▶ [PROBLEM TO SOLVE]: Using the records below, find every line that includes "cream" and copy it.

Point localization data
####################
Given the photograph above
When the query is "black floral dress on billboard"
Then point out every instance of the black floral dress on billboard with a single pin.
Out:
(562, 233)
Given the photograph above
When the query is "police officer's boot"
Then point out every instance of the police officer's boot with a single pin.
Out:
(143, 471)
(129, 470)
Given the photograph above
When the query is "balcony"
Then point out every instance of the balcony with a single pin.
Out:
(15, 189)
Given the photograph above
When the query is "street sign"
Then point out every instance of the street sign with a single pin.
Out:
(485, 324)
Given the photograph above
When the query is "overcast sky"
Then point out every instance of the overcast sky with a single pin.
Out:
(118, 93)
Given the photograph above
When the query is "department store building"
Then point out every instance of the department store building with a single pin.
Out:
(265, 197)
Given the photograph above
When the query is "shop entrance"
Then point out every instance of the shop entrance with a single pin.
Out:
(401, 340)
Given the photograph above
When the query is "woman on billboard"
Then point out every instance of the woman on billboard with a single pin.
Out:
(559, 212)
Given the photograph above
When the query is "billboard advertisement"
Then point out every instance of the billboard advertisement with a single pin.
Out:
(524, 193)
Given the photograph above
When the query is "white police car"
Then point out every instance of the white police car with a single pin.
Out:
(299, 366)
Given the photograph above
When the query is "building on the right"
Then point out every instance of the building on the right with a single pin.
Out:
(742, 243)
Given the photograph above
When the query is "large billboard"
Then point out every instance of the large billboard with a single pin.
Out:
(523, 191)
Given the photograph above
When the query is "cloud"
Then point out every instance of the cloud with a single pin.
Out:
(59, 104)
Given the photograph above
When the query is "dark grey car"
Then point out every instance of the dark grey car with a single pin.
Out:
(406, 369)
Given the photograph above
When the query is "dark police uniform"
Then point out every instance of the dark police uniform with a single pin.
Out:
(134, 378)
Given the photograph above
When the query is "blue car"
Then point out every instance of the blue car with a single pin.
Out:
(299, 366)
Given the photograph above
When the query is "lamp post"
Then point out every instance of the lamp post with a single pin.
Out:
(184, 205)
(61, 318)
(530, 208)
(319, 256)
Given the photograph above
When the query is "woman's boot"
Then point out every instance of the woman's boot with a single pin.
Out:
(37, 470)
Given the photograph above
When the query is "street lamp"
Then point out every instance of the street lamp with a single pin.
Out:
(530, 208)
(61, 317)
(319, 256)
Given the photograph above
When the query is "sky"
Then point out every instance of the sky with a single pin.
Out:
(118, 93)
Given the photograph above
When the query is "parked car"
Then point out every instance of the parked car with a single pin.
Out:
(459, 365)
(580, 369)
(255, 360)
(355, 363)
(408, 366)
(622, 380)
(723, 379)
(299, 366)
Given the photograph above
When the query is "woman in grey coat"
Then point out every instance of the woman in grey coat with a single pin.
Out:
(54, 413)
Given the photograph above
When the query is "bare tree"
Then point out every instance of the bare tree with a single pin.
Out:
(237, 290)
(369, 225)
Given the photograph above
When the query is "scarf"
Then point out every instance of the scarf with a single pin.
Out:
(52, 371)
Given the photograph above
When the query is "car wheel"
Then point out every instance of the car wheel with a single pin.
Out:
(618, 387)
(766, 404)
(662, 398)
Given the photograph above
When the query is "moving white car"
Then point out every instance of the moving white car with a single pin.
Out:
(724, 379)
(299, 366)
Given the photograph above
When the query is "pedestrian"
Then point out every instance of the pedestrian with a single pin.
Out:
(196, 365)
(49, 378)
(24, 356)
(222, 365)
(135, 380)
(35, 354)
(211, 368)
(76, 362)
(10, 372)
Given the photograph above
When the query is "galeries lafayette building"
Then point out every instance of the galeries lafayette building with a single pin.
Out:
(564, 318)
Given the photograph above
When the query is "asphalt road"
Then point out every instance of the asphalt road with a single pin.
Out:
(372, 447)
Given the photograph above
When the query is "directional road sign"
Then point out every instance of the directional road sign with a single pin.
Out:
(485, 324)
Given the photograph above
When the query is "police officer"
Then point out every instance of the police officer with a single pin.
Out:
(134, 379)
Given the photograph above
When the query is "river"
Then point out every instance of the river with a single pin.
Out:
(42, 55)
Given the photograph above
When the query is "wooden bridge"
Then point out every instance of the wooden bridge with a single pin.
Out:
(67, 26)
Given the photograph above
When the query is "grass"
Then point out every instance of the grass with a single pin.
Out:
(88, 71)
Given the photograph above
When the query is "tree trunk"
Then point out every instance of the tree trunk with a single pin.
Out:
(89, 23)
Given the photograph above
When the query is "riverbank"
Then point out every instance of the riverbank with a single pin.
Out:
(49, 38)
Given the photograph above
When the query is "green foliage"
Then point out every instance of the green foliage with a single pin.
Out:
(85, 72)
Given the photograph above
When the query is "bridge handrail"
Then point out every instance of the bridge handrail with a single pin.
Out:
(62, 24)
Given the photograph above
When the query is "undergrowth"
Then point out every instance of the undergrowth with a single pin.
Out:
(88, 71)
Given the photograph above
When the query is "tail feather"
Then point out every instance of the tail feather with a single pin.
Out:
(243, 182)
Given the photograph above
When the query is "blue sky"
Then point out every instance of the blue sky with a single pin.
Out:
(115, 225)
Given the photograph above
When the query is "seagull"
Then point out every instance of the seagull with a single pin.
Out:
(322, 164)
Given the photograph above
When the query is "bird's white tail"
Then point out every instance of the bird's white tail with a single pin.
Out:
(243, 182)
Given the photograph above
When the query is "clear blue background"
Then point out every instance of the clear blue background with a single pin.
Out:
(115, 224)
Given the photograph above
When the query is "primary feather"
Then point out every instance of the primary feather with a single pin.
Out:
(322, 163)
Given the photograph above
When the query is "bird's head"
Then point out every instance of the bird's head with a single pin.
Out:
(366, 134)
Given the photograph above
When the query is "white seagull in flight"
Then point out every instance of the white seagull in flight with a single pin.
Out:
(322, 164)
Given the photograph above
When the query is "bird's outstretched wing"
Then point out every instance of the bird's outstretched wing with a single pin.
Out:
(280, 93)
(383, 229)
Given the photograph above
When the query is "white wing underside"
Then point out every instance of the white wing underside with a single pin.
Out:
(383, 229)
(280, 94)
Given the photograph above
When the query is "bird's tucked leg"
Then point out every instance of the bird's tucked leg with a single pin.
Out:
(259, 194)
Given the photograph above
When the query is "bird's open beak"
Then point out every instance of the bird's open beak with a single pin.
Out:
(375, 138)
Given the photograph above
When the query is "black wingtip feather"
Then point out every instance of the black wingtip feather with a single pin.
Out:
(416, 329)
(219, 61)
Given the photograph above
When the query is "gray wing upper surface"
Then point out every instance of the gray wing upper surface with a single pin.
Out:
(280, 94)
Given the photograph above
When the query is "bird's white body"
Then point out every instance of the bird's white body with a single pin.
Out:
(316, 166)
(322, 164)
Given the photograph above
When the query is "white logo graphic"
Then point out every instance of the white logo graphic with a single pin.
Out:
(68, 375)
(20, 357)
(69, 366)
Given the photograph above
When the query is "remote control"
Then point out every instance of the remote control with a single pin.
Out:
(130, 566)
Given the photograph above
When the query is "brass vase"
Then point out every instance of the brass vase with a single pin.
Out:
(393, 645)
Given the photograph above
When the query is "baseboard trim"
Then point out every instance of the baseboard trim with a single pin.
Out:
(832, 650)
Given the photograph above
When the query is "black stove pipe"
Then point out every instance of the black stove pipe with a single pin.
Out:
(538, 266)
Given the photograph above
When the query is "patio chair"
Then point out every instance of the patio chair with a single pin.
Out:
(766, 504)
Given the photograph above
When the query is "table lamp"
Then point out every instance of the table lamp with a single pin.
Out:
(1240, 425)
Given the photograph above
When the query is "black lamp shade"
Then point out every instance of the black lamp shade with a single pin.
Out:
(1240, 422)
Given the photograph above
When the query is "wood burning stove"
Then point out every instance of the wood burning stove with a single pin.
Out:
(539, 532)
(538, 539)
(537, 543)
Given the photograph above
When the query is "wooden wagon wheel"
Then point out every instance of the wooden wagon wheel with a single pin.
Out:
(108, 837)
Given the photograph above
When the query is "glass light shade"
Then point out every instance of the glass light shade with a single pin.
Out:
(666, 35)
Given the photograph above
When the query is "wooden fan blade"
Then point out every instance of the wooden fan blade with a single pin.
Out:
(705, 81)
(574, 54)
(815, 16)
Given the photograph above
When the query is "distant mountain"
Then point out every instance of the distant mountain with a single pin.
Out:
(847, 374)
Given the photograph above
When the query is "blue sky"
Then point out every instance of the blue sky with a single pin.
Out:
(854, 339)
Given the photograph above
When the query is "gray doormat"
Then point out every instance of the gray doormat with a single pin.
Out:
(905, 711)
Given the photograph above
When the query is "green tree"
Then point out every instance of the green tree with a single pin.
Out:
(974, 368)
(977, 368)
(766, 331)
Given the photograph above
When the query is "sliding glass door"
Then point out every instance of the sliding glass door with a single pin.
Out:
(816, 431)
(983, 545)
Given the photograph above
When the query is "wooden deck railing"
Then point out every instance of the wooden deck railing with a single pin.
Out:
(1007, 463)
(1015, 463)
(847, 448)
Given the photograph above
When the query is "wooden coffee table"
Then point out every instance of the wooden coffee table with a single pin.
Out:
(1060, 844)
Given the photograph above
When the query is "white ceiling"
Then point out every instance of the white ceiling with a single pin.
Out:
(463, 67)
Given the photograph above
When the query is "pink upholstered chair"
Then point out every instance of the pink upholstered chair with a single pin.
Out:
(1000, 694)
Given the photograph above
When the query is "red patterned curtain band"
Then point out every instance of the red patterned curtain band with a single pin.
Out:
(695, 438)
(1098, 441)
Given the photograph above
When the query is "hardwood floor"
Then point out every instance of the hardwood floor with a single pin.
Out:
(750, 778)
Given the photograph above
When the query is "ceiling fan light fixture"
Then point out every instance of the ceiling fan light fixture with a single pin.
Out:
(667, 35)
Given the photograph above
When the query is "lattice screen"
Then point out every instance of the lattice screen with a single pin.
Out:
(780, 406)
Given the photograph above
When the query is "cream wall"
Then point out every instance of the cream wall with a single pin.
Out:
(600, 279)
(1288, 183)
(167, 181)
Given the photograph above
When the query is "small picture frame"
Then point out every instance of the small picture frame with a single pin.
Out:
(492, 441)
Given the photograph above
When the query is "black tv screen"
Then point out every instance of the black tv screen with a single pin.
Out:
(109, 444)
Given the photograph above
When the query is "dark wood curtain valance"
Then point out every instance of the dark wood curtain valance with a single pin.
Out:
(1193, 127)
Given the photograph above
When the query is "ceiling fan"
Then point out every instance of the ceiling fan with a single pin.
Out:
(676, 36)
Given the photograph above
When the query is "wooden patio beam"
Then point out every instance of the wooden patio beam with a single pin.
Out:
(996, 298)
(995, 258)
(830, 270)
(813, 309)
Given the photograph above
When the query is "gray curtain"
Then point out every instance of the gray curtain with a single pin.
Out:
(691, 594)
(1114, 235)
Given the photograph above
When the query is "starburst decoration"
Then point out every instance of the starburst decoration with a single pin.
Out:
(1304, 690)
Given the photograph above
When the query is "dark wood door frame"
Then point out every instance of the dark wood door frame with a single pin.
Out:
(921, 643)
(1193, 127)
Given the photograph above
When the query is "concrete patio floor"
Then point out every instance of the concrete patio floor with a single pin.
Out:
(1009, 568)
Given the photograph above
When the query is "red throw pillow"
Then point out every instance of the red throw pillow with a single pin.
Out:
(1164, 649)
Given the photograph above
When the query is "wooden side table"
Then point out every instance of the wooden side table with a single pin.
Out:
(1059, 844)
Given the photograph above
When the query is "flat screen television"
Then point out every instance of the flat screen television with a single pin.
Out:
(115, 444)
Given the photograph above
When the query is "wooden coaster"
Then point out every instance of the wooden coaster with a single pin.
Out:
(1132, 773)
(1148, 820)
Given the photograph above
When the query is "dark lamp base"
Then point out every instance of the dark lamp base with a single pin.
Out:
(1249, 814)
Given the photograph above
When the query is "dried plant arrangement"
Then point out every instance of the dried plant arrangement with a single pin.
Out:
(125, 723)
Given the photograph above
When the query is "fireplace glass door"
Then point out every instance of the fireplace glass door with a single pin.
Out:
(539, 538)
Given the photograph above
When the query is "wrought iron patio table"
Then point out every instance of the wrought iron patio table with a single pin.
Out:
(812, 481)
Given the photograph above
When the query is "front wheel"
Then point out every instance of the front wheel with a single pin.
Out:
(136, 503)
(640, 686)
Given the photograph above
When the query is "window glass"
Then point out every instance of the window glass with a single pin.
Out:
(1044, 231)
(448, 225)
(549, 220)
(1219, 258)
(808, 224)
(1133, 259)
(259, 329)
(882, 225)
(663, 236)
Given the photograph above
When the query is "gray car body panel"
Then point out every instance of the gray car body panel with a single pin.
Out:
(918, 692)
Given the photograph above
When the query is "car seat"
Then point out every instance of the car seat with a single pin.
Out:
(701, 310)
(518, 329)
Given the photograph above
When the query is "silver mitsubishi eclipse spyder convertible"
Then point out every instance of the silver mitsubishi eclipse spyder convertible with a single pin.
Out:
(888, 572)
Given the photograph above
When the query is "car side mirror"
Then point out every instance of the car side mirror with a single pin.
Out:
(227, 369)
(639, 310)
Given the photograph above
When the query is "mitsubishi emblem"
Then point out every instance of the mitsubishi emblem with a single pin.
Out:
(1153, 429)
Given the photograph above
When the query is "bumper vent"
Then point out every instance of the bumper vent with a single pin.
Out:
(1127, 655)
####################
▶ [TASK RESULT]:
When the query is "cream wall"
Then point out every instance of the cream wall with a single pin.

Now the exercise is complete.